DATASET EXTRACT:
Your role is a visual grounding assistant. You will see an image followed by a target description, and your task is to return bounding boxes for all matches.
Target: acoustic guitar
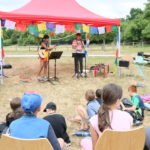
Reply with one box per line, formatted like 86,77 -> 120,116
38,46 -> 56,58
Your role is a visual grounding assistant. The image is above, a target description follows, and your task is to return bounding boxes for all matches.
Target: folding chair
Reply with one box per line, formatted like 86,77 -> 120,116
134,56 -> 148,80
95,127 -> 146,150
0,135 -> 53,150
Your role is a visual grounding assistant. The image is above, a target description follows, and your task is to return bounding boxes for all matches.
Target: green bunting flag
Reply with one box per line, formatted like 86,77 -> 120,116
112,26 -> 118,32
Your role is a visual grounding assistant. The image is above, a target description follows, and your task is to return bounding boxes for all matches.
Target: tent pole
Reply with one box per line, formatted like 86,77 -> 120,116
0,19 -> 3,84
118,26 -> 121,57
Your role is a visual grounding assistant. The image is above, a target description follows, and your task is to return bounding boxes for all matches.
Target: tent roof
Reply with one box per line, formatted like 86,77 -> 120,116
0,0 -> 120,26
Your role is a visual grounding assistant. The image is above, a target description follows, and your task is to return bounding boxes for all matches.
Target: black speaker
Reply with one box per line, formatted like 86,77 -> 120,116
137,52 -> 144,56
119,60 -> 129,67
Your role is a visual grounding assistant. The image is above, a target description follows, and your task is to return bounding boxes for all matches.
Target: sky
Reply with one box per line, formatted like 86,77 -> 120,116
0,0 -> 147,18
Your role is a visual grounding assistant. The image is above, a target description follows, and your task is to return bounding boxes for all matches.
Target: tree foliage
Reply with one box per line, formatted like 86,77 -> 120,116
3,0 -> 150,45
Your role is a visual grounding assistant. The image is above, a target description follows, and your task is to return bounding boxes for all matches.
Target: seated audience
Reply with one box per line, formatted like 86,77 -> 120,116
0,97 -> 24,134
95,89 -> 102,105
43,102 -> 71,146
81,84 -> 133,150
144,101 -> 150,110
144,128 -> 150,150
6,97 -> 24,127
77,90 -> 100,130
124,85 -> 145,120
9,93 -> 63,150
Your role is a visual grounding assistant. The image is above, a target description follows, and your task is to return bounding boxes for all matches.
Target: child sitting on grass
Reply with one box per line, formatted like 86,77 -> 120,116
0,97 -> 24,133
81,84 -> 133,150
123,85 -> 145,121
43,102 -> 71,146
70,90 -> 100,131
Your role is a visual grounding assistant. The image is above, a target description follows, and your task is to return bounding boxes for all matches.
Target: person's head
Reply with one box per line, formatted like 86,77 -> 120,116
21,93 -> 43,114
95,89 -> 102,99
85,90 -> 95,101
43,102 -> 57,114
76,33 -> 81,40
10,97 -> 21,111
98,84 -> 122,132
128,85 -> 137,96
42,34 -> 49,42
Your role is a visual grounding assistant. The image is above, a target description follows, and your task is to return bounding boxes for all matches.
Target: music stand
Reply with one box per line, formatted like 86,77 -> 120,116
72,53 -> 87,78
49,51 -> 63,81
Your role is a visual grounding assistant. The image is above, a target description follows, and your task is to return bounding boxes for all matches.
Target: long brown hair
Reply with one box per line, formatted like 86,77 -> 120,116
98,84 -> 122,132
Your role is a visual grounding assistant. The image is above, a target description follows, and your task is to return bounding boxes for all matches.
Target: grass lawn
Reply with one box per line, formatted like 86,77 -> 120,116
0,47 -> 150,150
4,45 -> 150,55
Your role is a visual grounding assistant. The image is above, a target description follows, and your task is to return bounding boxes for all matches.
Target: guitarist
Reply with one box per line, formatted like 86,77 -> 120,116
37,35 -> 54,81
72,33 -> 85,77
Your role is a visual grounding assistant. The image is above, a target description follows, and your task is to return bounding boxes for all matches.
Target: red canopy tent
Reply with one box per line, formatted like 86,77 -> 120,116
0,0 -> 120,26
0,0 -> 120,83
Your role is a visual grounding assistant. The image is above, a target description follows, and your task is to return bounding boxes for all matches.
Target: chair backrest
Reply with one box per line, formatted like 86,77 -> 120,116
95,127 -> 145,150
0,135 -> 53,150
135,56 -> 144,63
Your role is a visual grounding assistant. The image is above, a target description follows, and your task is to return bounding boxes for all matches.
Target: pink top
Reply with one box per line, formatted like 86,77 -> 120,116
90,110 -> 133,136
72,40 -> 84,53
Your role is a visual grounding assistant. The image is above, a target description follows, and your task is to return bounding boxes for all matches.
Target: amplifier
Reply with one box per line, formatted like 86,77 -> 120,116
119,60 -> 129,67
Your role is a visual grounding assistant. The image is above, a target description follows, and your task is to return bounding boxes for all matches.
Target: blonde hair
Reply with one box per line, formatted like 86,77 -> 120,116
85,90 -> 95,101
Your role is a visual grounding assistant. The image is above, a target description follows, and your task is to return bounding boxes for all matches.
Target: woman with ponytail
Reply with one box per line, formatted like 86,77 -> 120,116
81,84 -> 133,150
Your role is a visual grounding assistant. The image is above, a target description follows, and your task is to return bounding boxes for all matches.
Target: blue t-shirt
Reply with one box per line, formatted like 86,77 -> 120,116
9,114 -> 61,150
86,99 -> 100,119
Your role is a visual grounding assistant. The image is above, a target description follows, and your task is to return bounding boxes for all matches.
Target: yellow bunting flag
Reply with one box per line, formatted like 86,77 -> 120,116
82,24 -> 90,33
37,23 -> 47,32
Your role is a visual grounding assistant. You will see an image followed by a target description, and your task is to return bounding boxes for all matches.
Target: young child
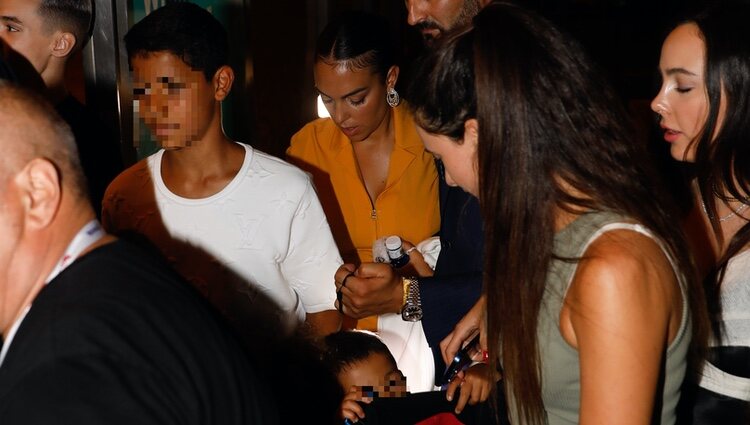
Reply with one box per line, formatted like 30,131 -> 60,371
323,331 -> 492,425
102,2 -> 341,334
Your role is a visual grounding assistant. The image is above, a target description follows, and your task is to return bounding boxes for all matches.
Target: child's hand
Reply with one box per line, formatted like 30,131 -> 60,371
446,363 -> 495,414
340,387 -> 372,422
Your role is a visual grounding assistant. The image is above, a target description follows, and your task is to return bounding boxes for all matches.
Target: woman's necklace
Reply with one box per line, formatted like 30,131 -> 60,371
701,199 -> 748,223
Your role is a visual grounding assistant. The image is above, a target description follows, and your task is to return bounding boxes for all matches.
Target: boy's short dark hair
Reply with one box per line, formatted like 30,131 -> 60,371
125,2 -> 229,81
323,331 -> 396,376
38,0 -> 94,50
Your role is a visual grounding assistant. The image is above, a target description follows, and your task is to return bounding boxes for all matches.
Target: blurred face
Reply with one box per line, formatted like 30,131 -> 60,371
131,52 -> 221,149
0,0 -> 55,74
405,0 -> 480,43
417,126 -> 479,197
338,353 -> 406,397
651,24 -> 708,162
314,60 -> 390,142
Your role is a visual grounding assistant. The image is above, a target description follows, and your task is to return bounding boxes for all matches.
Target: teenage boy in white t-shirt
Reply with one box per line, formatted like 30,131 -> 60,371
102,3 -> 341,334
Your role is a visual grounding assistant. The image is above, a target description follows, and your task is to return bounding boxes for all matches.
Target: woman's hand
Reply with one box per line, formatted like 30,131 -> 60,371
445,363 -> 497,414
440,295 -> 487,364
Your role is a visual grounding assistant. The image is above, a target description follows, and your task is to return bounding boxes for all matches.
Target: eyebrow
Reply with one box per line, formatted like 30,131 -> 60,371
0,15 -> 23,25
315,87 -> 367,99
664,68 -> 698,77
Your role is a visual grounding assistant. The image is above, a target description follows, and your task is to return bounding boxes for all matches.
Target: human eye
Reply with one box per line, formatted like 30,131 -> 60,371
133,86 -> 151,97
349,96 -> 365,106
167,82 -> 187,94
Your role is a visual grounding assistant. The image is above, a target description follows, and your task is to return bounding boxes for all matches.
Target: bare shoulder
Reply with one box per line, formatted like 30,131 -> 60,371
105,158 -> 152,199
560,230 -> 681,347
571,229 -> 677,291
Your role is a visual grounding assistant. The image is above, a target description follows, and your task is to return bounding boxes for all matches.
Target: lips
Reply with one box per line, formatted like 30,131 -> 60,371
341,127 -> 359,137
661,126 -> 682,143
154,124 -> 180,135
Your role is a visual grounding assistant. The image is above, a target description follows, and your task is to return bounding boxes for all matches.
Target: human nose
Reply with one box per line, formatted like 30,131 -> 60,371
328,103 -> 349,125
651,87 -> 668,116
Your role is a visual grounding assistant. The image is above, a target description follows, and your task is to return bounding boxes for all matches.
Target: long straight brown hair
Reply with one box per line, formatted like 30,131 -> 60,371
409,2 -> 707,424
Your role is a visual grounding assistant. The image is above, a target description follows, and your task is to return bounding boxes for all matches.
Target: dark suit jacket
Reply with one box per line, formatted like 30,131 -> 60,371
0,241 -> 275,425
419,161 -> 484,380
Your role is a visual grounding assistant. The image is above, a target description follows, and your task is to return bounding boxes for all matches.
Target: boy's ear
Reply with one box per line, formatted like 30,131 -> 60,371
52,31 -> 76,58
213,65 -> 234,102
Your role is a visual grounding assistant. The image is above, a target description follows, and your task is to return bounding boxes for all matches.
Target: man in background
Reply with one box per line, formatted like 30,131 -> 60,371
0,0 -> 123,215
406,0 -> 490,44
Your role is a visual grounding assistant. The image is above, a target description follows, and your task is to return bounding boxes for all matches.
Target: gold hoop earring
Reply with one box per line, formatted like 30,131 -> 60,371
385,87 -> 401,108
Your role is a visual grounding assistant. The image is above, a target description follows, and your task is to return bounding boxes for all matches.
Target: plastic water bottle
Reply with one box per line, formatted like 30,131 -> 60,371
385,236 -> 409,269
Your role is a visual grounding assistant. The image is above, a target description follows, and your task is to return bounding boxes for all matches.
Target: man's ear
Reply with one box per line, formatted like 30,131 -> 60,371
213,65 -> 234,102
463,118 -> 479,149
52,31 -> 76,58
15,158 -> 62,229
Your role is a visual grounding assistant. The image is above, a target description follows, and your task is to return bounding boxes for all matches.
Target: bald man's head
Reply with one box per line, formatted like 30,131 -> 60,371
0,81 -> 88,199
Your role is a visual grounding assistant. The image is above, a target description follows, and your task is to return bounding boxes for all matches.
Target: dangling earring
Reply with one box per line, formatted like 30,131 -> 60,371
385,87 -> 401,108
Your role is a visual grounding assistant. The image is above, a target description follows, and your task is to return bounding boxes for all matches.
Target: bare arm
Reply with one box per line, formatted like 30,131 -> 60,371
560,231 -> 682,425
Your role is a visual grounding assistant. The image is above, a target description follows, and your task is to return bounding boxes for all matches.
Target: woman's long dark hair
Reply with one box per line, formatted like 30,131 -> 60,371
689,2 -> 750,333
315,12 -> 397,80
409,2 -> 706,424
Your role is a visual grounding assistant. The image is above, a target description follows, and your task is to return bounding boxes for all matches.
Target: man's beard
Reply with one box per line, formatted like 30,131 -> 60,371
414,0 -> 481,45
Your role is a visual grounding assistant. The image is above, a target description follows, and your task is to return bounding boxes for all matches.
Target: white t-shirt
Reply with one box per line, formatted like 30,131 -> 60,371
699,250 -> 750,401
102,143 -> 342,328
* * *
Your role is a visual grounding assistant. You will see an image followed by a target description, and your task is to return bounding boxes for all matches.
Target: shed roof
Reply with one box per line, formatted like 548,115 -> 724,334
* * *
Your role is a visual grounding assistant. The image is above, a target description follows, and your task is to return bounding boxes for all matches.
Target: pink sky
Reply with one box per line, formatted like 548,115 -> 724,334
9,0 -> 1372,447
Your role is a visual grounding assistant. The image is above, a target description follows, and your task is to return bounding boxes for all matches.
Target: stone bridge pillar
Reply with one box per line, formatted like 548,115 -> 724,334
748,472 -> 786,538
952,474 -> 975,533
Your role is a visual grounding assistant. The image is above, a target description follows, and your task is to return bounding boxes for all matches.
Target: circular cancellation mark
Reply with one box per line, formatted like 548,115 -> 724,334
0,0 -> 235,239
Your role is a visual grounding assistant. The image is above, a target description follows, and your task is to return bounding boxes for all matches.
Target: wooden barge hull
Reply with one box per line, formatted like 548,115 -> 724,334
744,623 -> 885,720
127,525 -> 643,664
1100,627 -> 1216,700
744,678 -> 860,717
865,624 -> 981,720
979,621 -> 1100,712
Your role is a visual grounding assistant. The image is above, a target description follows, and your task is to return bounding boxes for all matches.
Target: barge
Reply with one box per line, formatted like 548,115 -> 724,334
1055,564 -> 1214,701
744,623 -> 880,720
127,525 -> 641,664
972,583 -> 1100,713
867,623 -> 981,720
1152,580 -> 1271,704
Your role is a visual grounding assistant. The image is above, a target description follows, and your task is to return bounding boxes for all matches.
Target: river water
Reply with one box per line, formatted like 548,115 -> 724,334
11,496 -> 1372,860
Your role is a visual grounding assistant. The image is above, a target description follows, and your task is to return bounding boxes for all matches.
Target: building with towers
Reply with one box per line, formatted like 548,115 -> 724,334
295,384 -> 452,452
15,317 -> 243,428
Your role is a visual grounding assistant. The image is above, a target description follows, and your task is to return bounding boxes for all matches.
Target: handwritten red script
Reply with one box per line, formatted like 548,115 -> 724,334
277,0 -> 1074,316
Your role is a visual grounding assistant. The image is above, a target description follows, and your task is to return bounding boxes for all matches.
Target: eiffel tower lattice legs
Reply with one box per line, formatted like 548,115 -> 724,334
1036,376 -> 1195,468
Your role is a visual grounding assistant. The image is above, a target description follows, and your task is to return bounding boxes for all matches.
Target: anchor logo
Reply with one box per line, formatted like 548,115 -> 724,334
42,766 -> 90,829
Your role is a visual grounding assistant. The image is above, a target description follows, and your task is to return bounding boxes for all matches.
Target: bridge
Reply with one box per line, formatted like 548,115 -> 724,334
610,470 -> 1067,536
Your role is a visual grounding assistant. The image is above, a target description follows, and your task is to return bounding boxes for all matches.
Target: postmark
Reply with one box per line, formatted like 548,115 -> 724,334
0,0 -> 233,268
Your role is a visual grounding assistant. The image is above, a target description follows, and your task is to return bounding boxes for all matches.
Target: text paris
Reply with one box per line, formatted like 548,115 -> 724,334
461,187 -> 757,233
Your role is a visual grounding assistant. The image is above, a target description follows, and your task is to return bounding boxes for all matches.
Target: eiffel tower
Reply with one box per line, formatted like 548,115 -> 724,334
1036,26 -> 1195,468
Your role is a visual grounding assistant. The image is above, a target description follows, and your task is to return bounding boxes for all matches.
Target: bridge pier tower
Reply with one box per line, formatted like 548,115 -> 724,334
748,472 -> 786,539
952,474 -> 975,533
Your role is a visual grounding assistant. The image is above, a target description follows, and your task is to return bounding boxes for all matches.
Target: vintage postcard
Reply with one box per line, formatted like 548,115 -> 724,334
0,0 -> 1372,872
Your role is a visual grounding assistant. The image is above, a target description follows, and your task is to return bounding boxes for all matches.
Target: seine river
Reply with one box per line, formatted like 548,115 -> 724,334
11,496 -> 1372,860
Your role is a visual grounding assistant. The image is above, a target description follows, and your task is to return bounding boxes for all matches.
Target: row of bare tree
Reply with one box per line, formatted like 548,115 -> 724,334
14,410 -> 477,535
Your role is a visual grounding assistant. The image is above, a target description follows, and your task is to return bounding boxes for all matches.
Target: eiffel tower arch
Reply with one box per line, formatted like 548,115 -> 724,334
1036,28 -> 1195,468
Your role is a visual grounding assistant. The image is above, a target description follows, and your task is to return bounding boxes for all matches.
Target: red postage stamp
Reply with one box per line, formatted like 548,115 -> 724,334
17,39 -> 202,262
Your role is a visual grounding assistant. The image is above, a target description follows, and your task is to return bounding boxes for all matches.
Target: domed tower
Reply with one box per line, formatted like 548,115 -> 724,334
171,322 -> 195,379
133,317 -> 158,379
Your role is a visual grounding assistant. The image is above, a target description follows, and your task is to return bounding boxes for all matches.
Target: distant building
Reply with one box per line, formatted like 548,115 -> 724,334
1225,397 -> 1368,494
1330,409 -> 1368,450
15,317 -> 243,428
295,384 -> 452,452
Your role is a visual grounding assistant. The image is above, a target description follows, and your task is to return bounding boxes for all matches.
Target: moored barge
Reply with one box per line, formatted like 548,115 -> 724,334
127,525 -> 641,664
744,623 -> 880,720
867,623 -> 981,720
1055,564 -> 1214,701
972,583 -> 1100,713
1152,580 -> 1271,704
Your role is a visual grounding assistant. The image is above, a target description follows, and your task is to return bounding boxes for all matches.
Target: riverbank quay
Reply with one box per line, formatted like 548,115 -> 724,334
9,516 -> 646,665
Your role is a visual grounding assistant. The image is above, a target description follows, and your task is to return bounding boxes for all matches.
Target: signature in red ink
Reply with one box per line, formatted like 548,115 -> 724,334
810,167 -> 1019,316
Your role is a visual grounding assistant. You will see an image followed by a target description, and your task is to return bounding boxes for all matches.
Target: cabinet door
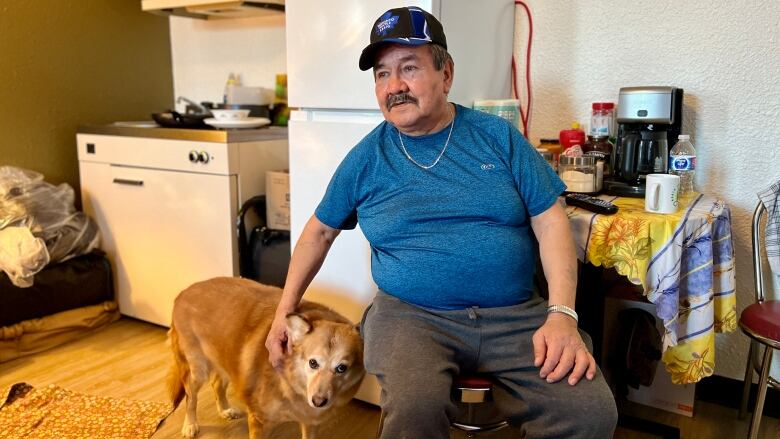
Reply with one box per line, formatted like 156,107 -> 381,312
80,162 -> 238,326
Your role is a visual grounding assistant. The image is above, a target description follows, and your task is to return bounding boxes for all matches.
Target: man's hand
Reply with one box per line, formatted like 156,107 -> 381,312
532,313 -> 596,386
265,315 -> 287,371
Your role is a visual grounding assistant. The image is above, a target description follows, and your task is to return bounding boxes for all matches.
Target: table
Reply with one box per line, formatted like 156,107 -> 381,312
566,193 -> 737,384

WRITTEN EXERCISE: Filter the records and copy every line that contains the word "bridge".

CORRECT RESULT:
Target: stone bridge pillar
Target: bridge
Target: bridge pier tower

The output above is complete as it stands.